**TEXTO:**

-.-.-

San Francisco de Asís, San Luis IX, San Ignacio de
Loyola, Santa Juana de Arco, San Vladimir de Kiev. Tal vez haya escuchado
algunos de estos nombres alguna vez. En cambio que otros le sean extraños, e
incluso hasta cómicos. Incluso puede que no haya escuchado ninguno de ellos.
Pues estas personas sí existieron en algún momento de la historia. Fueron
personas comunes y corrientes tal como lo somos cada uno de nosotros. Y la
lista de santos nombrados por la iglesia Católica Romana es inmensa, tanto así
que no hay un número exacto.
Nosotros como cristianos miembros de la iglesia de
Cristo, sabemos muy bien que estas personas no tienen mayor valor ni
importancia ante los ojos de Dios, y que si llevaron vidas piadosas no hicieron
nada más que lo que cada uno de nosotros tiene como responsabilidad. Y también
sabemos que ante Dios nosotros hemos de ser santos, sin necesidad de que una
religión nos nombre como tales, ya que el nombramiento lo recibimos directamente
de Dios.
Sin embargo, muchas veces ignoramos qué es la santidad,
como se alcanza, y como mantenerla. Así que en esta edición estaremos hablando
de ese tan importante y muchas veces ignorado tema: La Santidad.
Tan común como ser santo, ¿o no?
La idea de santidad es muy común entre muchas religiones,
más allá inclusive del cristianismo, el catolicismo o el judaísmo. Muchas
sectas e ideologías ven la importancia de una vida santa, como algo necesario
para alcanzar un nivel elevado de comprensión de la vida. Otros como mismo
requisito para alcanzar el cielo, y llegar a un éxtasis de espiritualidad. Aún
siendo esto así, su idea de la santidad sigue siendo errónea, ya que muchas
veces la toman como único prerrequisito para alcanzar la salvación y la vida eterna.
Teniendo un elevado nivel de santidad, lograran llegar a la misma presencia de
Dios, sin que Él tenga absolutamente nada que ver en ese proceso de salvación.
La Biblia nos enseña el verdadero significado de la
santidad. Si nos dirigimos al Huerto de Getsemaní, en esa noche en la que Jesús
estaba orando al Padre, veremos que una de Sus peticiones fue la santidad de
nosotros sus creyentes. “No ruego que los quites del mundo, sino que los
guardes del mal. No son del mundo, como tampoco yo soy del mundo. Santifícalos
en tu verdad; tu palabra es verdad.” (Juan 17: 15-17). Esta oración es la
esencia de la santidad. Ahora profundicemos en el tema. Para ello nos
dirigiremos al libro de 2 Corintios 6: 17-7: 1., que le pido hermano lea
detenidamente antes de continuar con la lección.

-.-.-

**DATOS DADOS:**
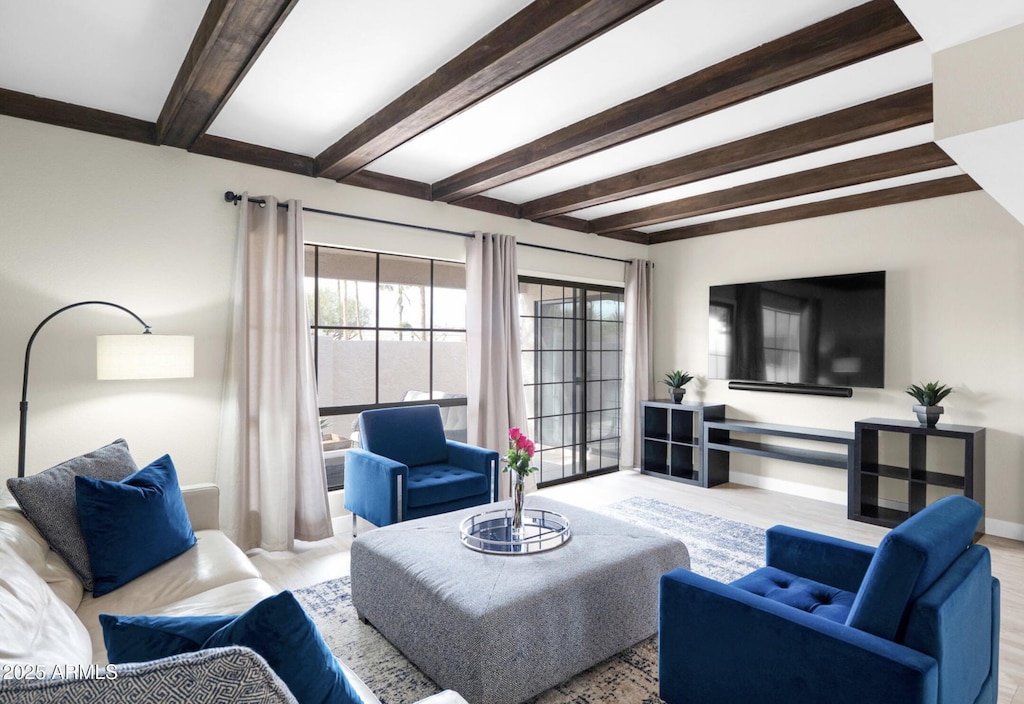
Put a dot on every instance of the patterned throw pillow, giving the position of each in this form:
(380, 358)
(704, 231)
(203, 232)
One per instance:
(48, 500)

-.-.-

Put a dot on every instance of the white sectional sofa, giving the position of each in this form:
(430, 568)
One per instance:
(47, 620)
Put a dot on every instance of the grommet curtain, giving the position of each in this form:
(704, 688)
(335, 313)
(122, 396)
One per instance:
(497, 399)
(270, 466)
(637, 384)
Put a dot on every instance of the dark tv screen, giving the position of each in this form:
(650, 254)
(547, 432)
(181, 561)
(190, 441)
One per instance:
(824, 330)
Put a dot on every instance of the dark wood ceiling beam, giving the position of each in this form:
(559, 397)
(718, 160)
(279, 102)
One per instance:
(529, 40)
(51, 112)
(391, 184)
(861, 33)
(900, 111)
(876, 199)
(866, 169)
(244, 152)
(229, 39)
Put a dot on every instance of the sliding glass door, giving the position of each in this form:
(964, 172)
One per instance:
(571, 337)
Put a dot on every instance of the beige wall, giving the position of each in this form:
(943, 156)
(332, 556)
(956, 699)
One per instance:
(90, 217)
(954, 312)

-.-.-

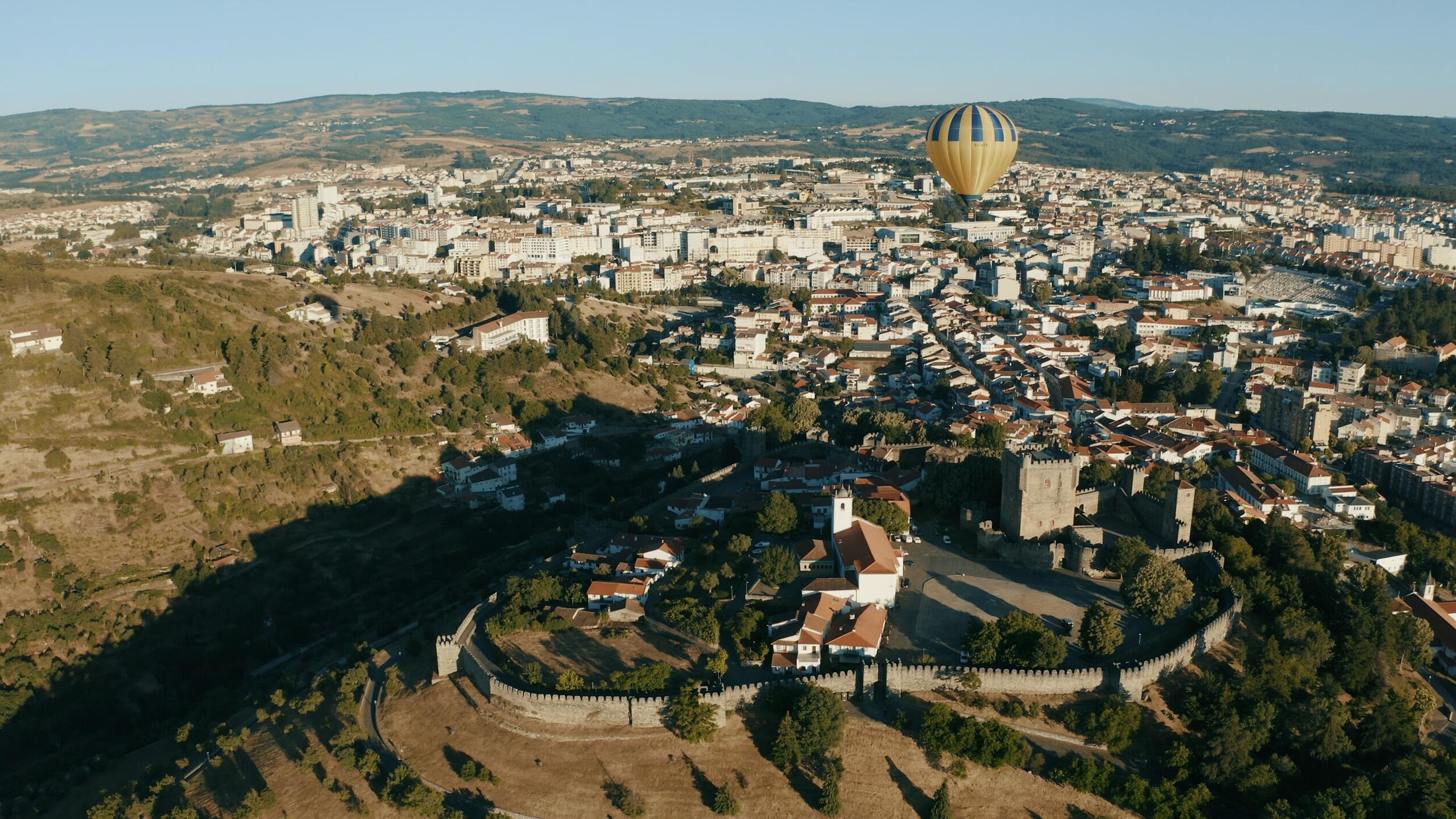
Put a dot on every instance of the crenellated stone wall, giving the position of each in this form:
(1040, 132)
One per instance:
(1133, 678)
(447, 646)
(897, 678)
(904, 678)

-.-.-

**RETO:** Prolonga el texto sobre la santidad a partir de su última oración. Los datos no tienen ninguna relación con el texto sobre la santidad.

**RESPUESTA:**
La santidad tiene dos significados básicos. El primero es
ser puesto aparte. Es como tener una canasta con 5 manzanas, y dos de
ellas son puestas aparte de las otras 3. En cierta forma puede decirse que
fueron santificadas. El segundo significado es ser diferente. Siguiendo
con el ejemplo, las 2 manzanas que fueron puestas aparte, deben ser distintas
de las otras dos en alguna o todas las características, sea sabor, textura,
color, etc. Una tercera idea cabe destacar. Si resultara que esas 2 manzanas
seleccionadas son iguales a las otras 3, no hay razón de mantenerlas aparte de
las otras. Si no hay punto de diferencia, pueden volver al canasto del cual
fueron sacadas. Y aún otra idea a resaltar en este ejemplo es que, en un
principio, esas 2 manzanas fueron seleccionadas sin tener mérito alguno, ya que
quien las escogió no sabía como estaba la pulpa, la parte interna de la
manzana. De nada habría servido que se guiara por la mejor apariencia de alguna
de ellas, ya que talvez por dentro pudieran tener un gusano.
Una vez analizado este ejemplo, podemos ahora sí hablar
más técnicamente. La santidad significa ser puesto aparte, ser diferente. El
cristiano, antes de su conversión, en nada se diferenciaba de las demás
personas que viven en este mundo. Aunque no fuera de ese tipo de persona cruel,
violenta, o degenerada, pero talvez era del tipo que simplemente vivía por
vivir, sin hacer daño a nadie, preocupándose nada más por sí mismo, y sus seres
queridos más cercanos. Incluso cuando muchas personas dicen ser diferentes por
su forma de vestir, por la música que escuchan, por el deporte que siguen, por
su trabajo, su carrera, etc., sin embargo siguen siendo parte del montón. Y de
estos tipos de personas existían y existen muchos en el planeta, por lo que
seguirán siendo tan comunes y corrientes como el resto de la gente.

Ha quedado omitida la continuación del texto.